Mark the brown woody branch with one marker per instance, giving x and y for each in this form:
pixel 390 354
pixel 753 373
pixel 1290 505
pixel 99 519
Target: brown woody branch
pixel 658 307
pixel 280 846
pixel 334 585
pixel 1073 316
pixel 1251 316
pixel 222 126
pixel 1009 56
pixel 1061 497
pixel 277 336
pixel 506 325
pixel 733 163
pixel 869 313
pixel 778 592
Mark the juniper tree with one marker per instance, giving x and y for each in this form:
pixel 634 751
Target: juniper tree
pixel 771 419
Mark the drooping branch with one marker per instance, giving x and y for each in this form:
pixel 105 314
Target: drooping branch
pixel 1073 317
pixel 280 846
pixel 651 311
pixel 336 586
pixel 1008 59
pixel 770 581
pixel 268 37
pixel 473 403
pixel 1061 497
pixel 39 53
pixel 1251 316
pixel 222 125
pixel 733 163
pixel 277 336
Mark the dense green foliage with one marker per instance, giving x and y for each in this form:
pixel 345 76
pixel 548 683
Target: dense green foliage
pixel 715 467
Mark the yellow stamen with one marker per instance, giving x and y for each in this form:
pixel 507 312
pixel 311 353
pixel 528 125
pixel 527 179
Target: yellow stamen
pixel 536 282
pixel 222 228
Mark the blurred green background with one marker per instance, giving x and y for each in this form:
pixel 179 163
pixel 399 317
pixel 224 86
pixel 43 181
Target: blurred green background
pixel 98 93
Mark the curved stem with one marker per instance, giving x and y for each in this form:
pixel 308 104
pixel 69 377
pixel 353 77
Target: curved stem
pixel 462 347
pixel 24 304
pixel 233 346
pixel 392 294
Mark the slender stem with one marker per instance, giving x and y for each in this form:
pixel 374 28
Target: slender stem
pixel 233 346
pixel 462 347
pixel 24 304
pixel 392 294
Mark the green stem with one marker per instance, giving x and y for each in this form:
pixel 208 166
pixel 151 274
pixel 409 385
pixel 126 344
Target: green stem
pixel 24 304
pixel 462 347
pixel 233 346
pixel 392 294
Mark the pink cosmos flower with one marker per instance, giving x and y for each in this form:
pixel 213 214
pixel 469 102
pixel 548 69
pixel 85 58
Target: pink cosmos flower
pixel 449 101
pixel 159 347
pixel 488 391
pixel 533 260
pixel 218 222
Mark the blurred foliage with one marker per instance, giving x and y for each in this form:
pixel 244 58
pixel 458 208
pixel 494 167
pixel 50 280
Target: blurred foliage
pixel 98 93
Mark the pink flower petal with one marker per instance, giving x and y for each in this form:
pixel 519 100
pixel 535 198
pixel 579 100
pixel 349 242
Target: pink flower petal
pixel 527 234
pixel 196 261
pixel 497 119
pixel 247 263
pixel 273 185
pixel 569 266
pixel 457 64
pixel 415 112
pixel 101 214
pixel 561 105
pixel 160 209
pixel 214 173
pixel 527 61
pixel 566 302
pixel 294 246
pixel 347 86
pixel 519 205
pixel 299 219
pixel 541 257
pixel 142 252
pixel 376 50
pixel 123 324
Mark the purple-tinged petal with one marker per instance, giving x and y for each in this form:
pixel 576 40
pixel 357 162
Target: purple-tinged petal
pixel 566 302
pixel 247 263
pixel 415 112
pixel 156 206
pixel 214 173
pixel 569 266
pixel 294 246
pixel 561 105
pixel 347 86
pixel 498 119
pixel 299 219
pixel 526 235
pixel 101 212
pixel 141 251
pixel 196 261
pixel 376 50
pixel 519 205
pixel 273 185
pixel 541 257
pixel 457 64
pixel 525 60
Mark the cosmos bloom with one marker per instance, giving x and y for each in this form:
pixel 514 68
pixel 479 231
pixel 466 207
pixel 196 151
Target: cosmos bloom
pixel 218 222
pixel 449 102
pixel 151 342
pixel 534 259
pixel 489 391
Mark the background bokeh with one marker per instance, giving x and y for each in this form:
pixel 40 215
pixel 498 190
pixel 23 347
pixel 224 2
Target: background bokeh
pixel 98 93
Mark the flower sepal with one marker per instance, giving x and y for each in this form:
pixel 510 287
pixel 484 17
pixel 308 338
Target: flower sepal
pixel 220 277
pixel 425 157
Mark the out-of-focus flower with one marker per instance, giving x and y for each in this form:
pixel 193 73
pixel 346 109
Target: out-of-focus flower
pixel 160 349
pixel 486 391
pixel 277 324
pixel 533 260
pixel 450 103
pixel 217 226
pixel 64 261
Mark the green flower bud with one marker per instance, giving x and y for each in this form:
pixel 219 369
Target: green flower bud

*****

## What to do
With no line skipped, copy the entries exactly as written.

## Expected output
Mark the brown woody branch with one marker per instance, giving x and y for each in this form:
pixel 390 354
pixel 753 373
pixel 1290 505
pixel 99 519
Target: brown woody branch
pixel 658 307
pixel 280 846
pixel 334 585
pixel 1073 316
pixel 1251 316
pixel 222 126
pixel 1009 56
pixel 1061 497
pixel 277 336
pixel 506 325
pixel 733 163
pixel 869 313
pixel 778 592
Mark the juniper tree with one marker per instance, giving x and y for each in this form:
pixel 634 751
Target: juniper tree
pixel 771 419
Mark the drooping branch with one marker per instance, giving x and y for each in this form:
pixel 105 314
Target: drooping branch
pixel 1073 317
pixel 280 846
pixel 651 311
pixel 336 586
pixel 1008 59
pixel 770 581
pixel 268 37
pixel 473 403
pixel 1061 497
pixel 39 53
pixel 1251 316
pixel 222 125
pixel 733 163
pixel 277 336
Mark the dense green foliage with one marker per instance, giving x and y for each in this form:
pixel 345 76
pixel 548 683
Target: dense green foliage
pixel 715 467
Mark the yellow stamen with one marker per instance, giving x and y for each in this form:
pixel 507 312
pixel 311 353
pixel 528 125
pixel 527 179
Target: yellow stamen
pixel 536 282
pixel 222 228
Mark the blurred green background with one marker per instance, giving x and y for each in this form:
pixel 179 163
pixel 399 317
pixel 224 86
pixel 43 181
Target: blurred green background
pixel 98 93
Mark the curved stem with one marker per instance, giving x and y for each in this form:
pixel 308 104
pixel 69 377
pixel 353 77
Target: curved stem
pixel 462 347
pixel 24 304
pixel 233 346
pixel 392 294
Mark the slender stem with one marker per instance, giving x and y for each in this form:
pixel 374 28
Target: slender stem
pixel 233 346
pixel 462 347
pixel 24 304
pixel 392 294
Mark the green stem with one marker per instance, giving x and y for each in this form:
pixel 208 166
pixel 151 274
pixel 409 385
pixel 126 344
Target: green stem
pixel 24 304
pixel 462 347
pixel 233 346
pixel 392 294
Mark the pink cosmos flower with one marker per instance, giving x and y for each in this form:
pixel 213 214
pixel 469 102
pixel 548 69
pixel 85 58
Target: pink cosmos flower
pixel 449 101
pixel 159 347
pixel 488 391
pixel 533 260
pixel 218 222
Mark the blurred foliage with one marker per instance, giving x and y for each in this form:
pixel 244 58
pixel 458 208
pixel 494 167
pixel 50 280
Target: blurred foliage
pixel 98 93
Mark the pink flower petal with one marker per instance, giving x and y for each in this form:
pixel 519 100
pixel 535 198
pixel 579 100
pixel 349 242
Target: pink flower petal
pixel 527 234
pixel 196 261
pixel 497 119
pixel 247 263
pixel 273 185
pixel 569 266
pixel 457 64
pixel 415 112
pixel 101 214
pixel 561 105
pixel 160 209
pixel 214 173
pixel 527 61
pixel 566 302
pixel 294 246
pixel 347 86
pixel 519 205
pixel 299 219
pixel 541 257
pixel 142 252
pixel 376 50
pixel 123 324
Mark the purple-tinged petal with one marker per instance, giving x and y for each in this form:
pixel 576 40
pixel 357 162
Target: purple-tinged petal
pixel 566 302
pixel 247 263
pixel 415 112
pixel 156 206
pixel 214 173
pixel 569 266
pixel 294 246
pixel 561 105
pixel 347 86
pixel 498 119
pixel 299 219
pixel 526 235
pixel 101 212
pixel 141 251
pixel 196 261
pixel 376 50
pixel 519 205
pixel 273 185
pixel 541 257
pixel 457 64
pixel 525 60
Mark the cosmos bloom with one marker per instance, giving x and y for each in this form:
pixel 514 68
pixel 479 231
pixel 466 207
pixel 196 151
Target: cosmos bloom
pixel 218 222
pixel 449 102
pixel 151 342
pixel 534 259
pixel 489 391
Mark the background bokeh with one marker per instance, giving x and y for each in this form:
pixel 40 215
pixel 498 190
pixel 23 347
pixel 224 2
Target: background bokeh
pixel 98 93
Mark the flower sepal with one marker per instance, giving x and y for each in this form:
pixel 510 287
pixel 484 17
pixel 308 338
Target: flower sepal
pixel 220 277
pixel 425 157
Mark the out-of-focus flower with one marker per instance, giving x and y for each in this form:
pixel 193 73
pixel 346 109
Target: out-of-focus flower
pixel 160 349
pixel 486 391
pixel 277 324
pixel 533 260
pixel 450 103
pixel 217 226
pixel 64 261
Mark the green flower bud with one marker per instance, giving x and y for each in this form:
pixel 219 369
Target: green flower bud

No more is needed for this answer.